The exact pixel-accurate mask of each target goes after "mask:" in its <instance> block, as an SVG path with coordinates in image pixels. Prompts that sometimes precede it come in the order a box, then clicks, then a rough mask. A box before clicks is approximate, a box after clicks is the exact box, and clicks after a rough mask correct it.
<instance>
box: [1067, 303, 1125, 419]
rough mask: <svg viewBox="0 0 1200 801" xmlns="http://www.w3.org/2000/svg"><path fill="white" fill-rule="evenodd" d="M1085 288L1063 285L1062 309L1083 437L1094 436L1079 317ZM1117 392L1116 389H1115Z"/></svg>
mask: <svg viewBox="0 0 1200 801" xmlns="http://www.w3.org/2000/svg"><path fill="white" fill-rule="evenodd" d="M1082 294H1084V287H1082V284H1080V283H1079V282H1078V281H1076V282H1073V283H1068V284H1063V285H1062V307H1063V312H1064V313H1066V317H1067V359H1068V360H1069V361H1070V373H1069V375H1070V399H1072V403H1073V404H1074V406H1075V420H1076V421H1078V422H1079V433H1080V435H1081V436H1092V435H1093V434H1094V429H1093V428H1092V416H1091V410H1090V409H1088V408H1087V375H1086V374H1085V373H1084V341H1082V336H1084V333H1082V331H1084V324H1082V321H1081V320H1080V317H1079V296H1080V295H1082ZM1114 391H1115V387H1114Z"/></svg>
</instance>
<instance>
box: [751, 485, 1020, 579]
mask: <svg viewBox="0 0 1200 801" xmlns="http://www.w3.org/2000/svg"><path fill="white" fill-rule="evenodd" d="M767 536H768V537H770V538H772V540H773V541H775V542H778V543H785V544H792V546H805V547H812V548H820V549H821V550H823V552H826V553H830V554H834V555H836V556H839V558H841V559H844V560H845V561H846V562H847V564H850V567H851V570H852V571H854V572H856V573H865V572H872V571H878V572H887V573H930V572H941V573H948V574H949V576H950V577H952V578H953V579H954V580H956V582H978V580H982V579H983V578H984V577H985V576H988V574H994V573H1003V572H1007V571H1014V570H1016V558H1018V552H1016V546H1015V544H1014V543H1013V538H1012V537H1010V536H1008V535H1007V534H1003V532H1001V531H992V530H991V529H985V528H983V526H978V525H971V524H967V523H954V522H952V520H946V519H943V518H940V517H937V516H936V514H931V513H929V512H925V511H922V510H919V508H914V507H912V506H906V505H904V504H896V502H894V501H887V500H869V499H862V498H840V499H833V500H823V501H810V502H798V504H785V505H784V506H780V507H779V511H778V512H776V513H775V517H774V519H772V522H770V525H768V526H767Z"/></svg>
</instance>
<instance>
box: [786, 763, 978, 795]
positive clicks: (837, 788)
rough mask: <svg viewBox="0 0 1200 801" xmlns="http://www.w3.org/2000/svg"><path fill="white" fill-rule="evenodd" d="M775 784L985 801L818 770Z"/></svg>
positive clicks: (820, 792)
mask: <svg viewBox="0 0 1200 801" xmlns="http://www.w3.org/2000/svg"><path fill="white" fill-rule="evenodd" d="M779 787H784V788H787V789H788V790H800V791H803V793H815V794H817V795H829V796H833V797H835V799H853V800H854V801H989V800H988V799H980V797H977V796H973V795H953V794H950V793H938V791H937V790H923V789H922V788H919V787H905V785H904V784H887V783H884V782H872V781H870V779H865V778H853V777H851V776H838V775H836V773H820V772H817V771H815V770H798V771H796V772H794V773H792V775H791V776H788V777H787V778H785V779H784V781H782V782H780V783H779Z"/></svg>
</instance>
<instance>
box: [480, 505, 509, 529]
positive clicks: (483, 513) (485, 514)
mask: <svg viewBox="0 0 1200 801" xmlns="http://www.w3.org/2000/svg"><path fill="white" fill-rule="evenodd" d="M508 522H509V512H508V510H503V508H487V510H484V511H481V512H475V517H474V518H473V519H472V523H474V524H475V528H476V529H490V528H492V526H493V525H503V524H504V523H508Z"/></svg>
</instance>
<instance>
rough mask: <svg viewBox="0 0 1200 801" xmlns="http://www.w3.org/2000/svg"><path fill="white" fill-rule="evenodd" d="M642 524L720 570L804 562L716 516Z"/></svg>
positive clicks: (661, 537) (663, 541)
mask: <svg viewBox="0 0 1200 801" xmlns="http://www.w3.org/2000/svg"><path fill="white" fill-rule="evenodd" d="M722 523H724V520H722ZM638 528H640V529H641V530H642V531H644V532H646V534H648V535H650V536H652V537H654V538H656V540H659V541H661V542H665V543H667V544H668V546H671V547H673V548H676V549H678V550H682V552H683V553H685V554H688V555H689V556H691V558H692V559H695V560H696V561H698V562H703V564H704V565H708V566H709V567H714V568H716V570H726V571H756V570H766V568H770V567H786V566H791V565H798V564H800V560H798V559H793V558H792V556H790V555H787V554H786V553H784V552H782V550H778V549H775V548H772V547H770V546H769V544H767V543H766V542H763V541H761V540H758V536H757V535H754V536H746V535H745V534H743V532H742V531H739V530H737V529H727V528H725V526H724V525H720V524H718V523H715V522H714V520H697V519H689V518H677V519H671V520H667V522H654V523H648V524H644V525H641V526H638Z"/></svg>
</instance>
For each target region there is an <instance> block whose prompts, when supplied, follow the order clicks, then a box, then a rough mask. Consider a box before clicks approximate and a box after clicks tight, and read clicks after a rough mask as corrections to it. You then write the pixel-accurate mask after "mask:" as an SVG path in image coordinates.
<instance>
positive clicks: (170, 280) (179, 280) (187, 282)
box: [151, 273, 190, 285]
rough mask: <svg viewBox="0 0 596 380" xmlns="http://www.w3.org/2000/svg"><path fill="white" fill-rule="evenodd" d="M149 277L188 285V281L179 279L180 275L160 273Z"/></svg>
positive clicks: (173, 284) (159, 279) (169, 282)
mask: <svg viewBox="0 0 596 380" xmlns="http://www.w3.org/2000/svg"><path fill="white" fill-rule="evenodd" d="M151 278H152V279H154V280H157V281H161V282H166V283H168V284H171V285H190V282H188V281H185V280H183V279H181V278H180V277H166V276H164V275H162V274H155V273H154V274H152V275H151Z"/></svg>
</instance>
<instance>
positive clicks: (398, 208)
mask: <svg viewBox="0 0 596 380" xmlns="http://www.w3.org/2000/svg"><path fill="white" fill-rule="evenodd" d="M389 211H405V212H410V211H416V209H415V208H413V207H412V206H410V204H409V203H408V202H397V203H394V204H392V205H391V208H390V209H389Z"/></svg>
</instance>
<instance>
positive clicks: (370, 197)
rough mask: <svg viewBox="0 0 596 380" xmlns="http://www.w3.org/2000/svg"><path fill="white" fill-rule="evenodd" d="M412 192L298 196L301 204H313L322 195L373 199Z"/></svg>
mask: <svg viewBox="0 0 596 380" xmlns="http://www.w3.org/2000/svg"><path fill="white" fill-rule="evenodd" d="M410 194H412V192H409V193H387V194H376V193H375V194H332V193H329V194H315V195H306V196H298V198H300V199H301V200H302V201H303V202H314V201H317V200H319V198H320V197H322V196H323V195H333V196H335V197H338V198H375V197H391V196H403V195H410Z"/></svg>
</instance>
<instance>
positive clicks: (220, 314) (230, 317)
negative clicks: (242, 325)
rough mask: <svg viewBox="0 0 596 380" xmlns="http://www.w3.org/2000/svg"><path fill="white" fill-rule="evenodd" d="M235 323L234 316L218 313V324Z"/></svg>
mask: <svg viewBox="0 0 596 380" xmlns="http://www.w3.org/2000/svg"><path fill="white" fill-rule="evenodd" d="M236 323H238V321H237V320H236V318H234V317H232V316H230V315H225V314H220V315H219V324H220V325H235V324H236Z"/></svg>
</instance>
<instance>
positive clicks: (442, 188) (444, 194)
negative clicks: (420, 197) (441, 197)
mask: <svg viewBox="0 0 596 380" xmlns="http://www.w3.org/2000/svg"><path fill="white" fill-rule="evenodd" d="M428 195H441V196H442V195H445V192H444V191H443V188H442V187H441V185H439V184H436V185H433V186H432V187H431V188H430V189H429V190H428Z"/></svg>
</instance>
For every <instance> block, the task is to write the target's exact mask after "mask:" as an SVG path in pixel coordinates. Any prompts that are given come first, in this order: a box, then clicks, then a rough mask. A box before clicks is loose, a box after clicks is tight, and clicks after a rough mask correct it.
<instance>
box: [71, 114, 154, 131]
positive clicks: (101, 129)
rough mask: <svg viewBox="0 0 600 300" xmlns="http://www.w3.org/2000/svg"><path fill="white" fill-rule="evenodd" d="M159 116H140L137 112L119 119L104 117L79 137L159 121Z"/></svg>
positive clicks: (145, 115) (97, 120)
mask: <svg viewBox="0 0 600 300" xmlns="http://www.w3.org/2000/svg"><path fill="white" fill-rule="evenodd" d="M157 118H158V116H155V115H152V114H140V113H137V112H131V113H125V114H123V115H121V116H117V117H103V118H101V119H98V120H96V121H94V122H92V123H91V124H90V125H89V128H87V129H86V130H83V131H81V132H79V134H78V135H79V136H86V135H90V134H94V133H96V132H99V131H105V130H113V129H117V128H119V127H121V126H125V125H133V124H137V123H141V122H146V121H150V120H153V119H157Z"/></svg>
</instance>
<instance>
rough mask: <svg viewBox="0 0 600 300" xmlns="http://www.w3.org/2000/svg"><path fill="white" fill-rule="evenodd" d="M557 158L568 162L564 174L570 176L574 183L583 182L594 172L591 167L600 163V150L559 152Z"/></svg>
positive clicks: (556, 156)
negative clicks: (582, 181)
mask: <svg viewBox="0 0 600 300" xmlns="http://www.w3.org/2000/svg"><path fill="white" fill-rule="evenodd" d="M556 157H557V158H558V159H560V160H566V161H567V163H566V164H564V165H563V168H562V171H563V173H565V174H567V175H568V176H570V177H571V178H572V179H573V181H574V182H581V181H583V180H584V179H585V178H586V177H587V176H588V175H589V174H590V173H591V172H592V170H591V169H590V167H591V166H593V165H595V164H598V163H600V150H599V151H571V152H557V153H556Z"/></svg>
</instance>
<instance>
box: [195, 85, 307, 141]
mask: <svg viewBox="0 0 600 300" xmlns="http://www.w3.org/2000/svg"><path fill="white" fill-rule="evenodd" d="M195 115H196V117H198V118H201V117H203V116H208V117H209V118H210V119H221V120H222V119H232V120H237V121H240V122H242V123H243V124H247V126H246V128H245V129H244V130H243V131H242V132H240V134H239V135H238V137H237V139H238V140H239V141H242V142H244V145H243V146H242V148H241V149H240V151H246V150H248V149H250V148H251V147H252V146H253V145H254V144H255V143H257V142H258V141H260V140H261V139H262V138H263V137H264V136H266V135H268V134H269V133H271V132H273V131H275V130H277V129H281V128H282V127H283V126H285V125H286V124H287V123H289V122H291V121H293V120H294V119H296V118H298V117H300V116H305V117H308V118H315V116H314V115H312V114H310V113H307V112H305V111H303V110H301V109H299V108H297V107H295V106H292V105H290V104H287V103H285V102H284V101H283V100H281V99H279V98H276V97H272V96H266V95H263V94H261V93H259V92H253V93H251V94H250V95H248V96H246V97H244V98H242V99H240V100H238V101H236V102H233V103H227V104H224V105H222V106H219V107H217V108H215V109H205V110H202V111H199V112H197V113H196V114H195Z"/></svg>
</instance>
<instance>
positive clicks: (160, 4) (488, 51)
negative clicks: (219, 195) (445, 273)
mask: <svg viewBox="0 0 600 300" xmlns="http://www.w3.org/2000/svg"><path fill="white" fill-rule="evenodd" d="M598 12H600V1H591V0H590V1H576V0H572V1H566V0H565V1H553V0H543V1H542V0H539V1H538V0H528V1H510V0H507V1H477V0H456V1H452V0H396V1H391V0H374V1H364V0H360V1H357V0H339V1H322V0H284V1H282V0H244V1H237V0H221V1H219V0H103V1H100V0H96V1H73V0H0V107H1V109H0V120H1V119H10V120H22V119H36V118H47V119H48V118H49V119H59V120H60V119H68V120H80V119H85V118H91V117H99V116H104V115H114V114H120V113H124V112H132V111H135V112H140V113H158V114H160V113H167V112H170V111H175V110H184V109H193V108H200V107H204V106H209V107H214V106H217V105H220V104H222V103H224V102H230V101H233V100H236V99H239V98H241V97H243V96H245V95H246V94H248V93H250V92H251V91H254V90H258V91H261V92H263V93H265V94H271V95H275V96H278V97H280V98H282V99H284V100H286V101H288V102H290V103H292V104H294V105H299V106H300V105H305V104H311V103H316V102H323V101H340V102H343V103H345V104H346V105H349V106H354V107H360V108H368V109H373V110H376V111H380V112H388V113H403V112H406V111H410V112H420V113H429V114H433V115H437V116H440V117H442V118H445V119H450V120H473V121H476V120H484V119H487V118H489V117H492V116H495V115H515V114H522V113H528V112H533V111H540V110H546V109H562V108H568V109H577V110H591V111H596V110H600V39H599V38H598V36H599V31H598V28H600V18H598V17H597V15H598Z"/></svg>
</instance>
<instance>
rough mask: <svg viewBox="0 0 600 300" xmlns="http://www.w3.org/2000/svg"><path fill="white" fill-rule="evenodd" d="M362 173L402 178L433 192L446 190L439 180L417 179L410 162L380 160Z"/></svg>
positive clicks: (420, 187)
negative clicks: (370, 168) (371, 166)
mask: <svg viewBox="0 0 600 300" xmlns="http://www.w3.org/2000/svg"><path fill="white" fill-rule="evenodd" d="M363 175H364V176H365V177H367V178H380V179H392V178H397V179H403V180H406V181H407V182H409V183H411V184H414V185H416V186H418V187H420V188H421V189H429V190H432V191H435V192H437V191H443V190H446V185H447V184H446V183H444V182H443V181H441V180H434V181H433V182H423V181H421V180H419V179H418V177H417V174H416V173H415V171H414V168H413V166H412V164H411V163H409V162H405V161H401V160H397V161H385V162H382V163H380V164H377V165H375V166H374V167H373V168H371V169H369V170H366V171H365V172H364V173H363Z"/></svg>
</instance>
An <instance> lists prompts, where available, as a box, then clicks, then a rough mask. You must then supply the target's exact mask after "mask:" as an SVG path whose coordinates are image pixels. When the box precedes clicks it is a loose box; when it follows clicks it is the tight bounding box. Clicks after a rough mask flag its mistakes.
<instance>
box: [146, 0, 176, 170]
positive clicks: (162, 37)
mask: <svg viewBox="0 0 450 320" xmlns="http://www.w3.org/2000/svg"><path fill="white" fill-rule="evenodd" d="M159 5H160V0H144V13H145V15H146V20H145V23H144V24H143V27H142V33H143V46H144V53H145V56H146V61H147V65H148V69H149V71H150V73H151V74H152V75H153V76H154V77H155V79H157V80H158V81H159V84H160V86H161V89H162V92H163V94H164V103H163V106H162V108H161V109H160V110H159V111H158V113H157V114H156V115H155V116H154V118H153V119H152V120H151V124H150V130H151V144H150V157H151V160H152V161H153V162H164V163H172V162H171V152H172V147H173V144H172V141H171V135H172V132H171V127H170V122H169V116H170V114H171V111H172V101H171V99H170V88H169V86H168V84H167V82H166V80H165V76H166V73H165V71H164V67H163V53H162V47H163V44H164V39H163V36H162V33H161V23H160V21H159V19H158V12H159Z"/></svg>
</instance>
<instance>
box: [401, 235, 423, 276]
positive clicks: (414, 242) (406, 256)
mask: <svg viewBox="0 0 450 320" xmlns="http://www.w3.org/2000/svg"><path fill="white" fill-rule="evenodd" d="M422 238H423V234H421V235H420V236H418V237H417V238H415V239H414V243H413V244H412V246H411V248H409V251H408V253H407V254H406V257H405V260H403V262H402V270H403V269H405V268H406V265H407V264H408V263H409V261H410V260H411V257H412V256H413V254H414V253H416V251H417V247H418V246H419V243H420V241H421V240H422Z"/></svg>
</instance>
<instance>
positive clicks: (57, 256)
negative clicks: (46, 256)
□ □ □ □ □ □ □
» Zadanie
Proszę wybrać z powyższych wierszy wszystkie linie zawierające ciąg „negative” i przepisać je bez zmian.

» Odpowiedź
negative clicks: (242, 325)
negative clicks: (420, 197) (441, 197)
negative clicks: (582, 181)
negative clicks: (219, 195) (445, 273)
negative clicks: (370, 168) (371, 166)
negative clicks: (46, 256)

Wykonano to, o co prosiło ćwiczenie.